───── Text section ─────

Supercharging ActiveRecord with PostgreSQL

Who am I?


Partner at DockYard
GitHub: danmcclain
Twitter: @_danmcclain

PostgreSQL

  • Advanced Data Types
    • Arrays
    • Hstore (Hash Store, aka Key-Value store)
    • JSON
    • Ranges
  • Powerful Features
    • windowing functions
    • table inheritance
    • Schemas - Separate silos within a single database

What We'll Explore:
Arrays

  • PostgreSQL has built in support for arrays of any datatype
    • That includes user-defined types as well
  • Can be multi-dimensional
    • Child arrays must have the same number of elements as their siblings

What We'll Expore:

HStore

  • Hash Store
  • Key-Value store
  • Values are stored as strings, so plan on converting values if you want to store something else

What We'll Explore 

Rank and CTEs

  • PostgreSQL has window functions
    • perform a calculation over a set of records
  • rank - determines a record's rank over a specific order
    • takes ties into account
  • CTEs or Common Table Expressions allow you to declare a specific query as a temporary table to be used in a complex query

Patterns we'll examine: Tagging

Patterns we'll examine: Similar Records 

Patterns we'll examine: Single Table Inheritance


Patterns we'll examine: Leaderboards

Tagging


  • We want to apply tags to notes entered into our system
  • We don't care about generating a tag cloud
  • We want to be able to find all notes with a given tag

Many to Many relation

  • Usually, we'll generate a many-to-many relation between notes and tags
  • We'll have a tag record for each tag applied to a note
  • We'll have to generate a new tag when a user wants to use one we have not previously encountered

Using Arrays for tags

  • PostgreSQL has native support for array columns
  • We can store the tags as an array column on our notes
  • We no longer have to worry about creating tag records when we encounter a new one

Adding our tags array to the model

class AddTagsToNotes < ActiveRecord::Migration
  def change
    add_column :notes, :tags, :string, array: true
  end
end

Finding Tagged Notes

  • Now that we are tagging our notes, we need a way of finding them
  • PostgreSQL has multiple ways of checking if an array contains a value
    • ANY(...)

───── Data provided ─────

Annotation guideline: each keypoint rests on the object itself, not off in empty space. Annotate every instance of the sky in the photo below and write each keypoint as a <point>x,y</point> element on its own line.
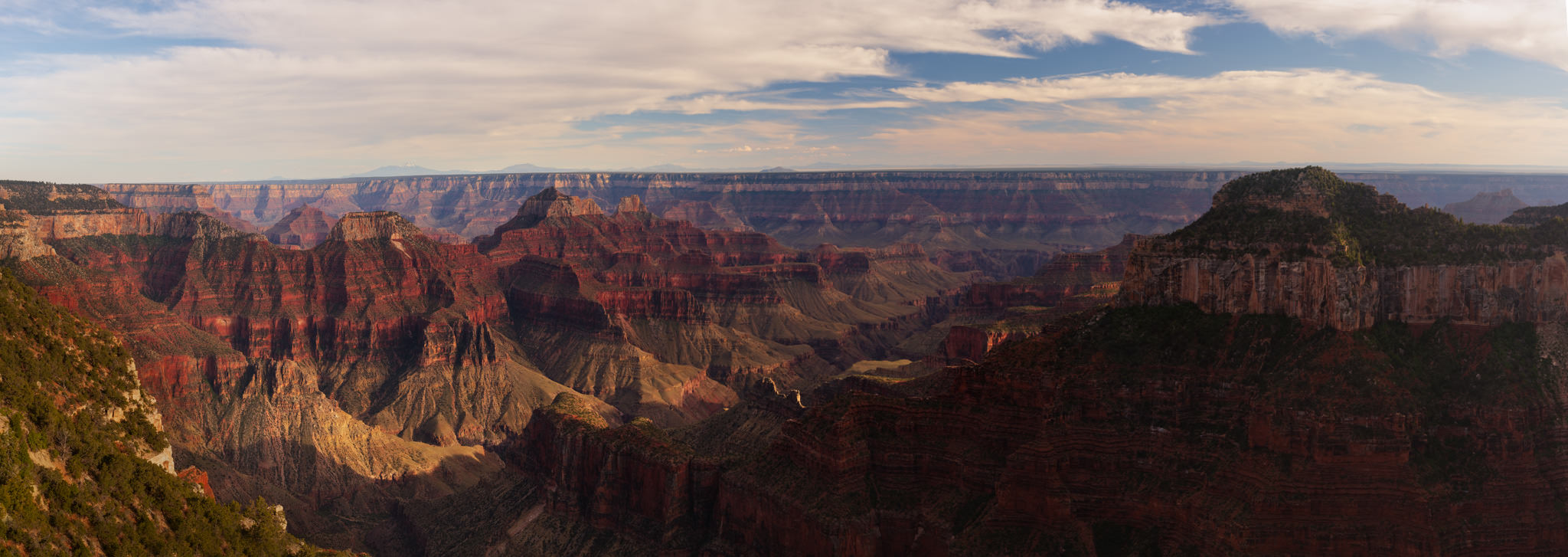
<point>237,90</point>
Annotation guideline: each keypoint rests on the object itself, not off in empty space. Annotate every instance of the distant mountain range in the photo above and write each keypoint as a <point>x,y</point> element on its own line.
<point>524,169</point>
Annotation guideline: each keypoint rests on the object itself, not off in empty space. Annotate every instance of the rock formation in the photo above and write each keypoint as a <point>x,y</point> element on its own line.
<point>1331,253</point>
<point>85,462</point>
<point>381,368</point>
<point>1487,208</point>
<point>305,226</point>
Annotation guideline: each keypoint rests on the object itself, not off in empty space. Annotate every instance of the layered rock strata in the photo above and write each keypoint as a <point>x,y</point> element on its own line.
<point>1338,254</point>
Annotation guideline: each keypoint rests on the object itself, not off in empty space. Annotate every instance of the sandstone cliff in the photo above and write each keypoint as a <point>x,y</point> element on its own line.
<point>305,226</point>
<point>1164,431</point>
<point>1310,245</point>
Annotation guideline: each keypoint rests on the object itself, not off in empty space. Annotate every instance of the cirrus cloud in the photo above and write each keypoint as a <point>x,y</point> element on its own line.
<point>1302,115</point>
<point>471,80</point>
<point>1526,28</point>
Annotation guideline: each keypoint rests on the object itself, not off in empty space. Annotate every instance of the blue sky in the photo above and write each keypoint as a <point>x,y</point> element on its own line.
<point>231,90</point>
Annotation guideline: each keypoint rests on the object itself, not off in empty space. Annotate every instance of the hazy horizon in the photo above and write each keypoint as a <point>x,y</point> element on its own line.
<point>239,90</point>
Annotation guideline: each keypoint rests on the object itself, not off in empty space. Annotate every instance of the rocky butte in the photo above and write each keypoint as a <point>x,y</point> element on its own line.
<point>1340,254</point>
<point>383,369</point>
<point>1002,223</point>
<point>1310,368</point>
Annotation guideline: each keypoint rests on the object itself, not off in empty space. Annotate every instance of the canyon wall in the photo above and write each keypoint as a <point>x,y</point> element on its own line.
<point>1333,253</point>
<point>1002,223</point>
<point>1351,299</point>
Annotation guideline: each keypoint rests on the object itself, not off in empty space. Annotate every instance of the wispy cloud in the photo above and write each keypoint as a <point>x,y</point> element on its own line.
<point>336,79</point>
<point>1524,28</point>
<point>1247,115</point>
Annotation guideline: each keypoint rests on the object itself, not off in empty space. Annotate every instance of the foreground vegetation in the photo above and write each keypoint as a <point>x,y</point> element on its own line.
<point>71,424</point>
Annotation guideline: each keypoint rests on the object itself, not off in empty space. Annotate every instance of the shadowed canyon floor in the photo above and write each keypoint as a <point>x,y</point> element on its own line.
<point>1310,368</point>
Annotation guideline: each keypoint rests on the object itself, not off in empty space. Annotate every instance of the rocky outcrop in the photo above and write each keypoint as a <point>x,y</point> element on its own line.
<point>1338,254</point>
<point>305,226</point>
<point>378,368</point>
<point>1487,208</point>
<point>998,223</point>
<point>1207,438</point>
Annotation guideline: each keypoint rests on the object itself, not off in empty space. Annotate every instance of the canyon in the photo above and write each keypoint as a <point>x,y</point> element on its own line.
<point>1074,363</point>
<point>1001,223</point>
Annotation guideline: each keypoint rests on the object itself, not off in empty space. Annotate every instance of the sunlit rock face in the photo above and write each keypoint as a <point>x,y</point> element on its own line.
<point>1333,253</point>
<point>305,226</point>
<point>380,368</point>
<point>999,223</point>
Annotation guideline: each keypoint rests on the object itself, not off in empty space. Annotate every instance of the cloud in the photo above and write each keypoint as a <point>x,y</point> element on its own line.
<point>1524,28</point>
<point>341,79</point>
<point>1303,115</point>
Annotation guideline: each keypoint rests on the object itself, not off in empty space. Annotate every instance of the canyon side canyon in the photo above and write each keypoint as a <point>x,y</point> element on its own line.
<point>874,363</point>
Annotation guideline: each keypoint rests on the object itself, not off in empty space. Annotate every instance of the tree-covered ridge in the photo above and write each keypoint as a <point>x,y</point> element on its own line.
<point>41,198</point>
<point>70,479</point>
<point>1310,212</point>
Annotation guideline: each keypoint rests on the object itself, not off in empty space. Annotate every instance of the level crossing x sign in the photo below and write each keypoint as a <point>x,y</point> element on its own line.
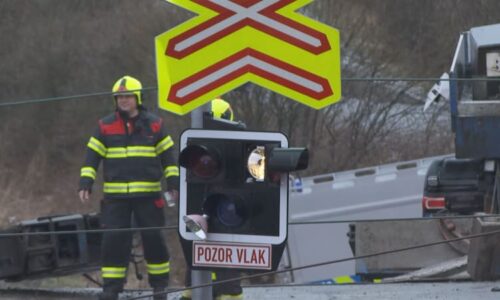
<point>232,42</point>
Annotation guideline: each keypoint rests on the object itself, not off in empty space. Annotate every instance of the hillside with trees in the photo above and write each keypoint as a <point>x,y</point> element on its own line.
<point>58,48</point>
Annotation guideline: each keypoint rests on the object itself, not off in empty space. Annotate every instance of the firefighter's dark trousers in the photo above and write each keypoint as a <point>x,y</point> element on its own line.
<point>116,246</point>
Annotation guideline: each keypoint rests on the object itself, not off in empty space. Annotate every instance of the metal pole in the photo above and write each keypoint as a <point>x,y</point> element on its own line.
<point>199,277</point>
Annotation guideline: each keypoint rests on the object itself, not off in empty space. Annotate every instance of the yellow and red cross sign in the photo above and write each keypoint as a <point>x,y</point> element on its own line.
<point>232,42</point>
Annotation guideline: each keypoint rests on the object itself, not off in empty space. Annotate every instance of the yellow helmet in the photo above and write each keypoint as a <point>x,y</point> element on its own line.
<point>222,110</point>
<point>128,85</point>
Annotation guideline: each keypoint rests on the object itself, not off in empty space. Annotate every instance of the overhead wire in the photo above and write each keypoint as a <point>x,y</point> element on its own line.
<point>172,227</point>
<point>346,79</point>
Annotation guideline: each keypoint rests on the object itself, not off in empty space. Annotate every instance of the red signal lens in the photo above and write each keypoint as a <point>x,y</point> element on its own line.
<point>204,166</point>
<point>201,161</point>
<point>433,202</point>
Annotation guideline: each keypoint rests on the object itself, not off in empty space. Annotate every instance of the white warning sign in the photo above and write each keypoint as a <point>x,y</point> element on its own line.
<point>245,256</point>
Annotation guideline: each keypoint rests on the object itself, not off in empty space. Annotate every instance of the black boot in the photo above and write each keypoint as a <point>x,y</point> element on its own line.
<point>160,293</point>
<point>106,295</point>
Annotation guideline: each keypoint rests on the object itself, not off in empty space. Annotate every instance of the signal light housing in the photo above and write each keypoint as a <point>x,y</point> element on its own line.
<point>234,188</point>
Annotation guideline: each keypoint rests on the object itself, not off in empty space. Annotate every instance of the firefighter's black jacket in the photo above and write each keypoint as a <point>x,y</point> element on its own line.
<point>136,153</point>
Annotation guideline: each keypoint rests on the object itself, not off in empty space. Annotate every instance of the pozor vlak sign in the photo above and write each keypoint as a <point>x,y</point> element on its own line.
<point>233,204</point>
<point>232,42</point>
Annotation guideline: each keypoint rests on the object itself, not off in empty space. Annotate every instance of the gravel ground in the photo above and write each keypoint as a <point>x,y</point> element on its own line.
<point>441,291</point>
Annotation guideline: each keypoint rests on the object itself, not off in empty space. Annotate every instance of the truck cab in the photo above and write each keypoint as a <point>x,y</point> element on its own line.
<point>465,185</point>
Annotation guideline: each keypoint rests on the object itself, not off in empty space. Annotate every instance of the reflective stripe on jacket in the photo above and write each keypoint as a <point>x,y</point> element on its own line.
<point>136,154</point>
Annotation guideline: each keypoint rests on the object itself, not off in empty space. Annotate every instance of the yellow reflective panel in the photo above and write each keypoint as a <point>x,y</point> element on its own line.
<point>281,50</point>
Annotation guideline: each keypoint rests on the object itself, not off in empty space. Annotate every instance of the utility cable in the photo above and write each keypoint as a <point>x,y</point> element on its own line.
<point>171,227</point>
<point>61,98</point>
<point>472,236</point>
<point>347,79</point>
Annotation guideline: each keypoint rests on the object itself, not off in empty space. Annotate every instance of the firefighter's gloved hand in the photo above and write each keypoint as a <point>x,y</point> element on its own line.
<point>171,197</point>
<point>84,196</point>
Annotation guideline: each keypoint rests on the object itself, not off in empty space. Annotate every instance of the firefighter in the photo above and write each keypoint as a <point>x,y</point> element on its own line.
<point>231,290</point>
<point>136,152</point>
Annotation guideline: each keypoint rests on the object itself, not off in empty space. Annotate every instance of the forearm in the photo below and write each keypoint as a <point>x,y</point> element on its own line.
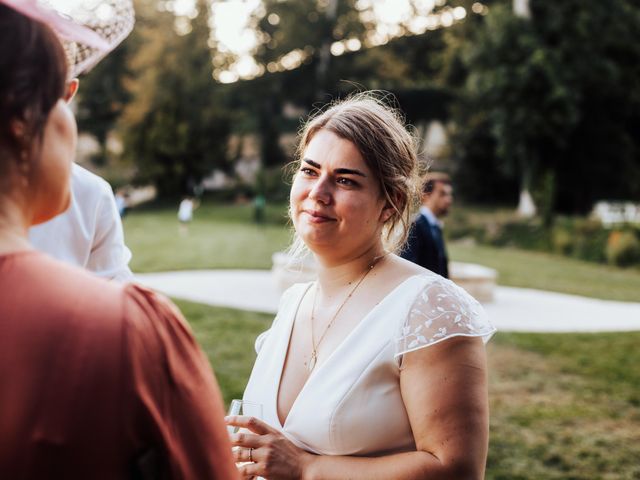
<point>402,466</point>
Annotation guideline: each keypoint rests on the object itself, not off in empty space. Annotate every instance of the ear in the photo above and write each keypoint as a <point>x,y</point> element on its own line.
<point>387,213</point>
<point>18,128</point>
<point>72,89</point>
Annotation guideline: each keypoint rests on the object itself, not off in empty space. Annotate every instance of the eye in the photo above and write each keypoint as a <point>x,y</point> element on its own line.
<point>347,182</point>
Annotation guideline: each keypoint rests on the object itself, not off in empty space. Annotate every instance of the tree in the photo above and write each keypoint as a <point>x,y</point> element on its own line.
<point>177,125</point>
<point>547,90</point>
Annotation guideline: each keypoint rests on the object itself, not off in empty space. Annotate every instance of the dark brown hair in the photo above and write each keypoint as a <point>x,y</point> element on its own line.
<point>34,74</point>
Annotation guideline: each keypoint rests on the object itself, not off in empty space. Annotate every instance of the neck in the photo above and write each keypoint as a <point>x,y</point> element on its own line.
<point>14,229</point>
<point>333,277</point>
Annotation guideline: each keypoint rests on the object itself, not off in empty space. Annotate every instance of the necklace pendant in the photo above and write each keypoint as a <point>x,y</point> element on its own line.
<point>312,361</point>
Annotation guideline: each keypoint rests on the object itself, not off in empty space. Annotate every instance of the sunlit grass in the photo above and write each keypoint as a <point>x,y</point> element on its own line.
<point>563,406</point>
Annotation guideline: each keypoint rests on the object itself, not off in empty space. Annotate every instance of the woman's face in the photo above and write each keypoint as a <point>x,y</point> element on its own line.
<point>50,186</point>
<point>336,204</point>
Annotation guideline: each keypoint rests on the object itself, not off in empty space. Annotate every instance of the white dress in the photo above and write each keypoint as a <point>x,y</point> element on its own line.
<point>351,403</point>
<point>89,234</point>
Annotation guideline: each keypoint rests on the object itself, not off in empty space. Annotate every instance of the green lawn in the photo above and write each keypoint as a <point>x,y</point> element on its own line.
<point>218,237</point>
<point>544,271</point>
<point>562,406</point>
<point>223,236</point>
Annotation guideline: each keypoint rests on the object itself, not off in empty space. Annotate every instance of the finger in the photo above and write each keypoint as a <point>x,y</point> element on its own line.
<point>245,440</point>
<point>250,423</point>
<point>241,454</point>
<point>249,470</point>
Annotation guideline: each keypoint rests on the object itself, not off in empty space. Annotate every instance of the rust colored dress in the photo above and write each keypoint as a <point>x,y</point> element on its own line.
<point>101,381</point>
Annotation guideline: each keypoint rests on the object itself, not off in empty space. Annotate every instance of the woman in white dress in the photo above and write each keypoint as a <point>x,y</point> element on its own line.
<point>376,370</point>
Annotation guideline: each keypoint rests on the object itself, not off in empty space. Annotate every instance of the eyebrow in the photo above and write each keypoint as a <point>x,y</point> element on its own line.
<point>343,171</point>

─────

Your goal: Summarize the text on ActiveRecord and PostgreSQL above in two sentences.

Task output: The text introduces PostgreSQL features such as arrays, hstore, the rank window function and common table expressions, and it lists tagging, similar records, single table inheritance and leaderboards as patterns to examine. For tagging notes, it proposes an array column of tags on the notes table instead of the usual many-to-many relation, so new tag records no longer have to be created, and it begins on ways to find notes that carry a given tag.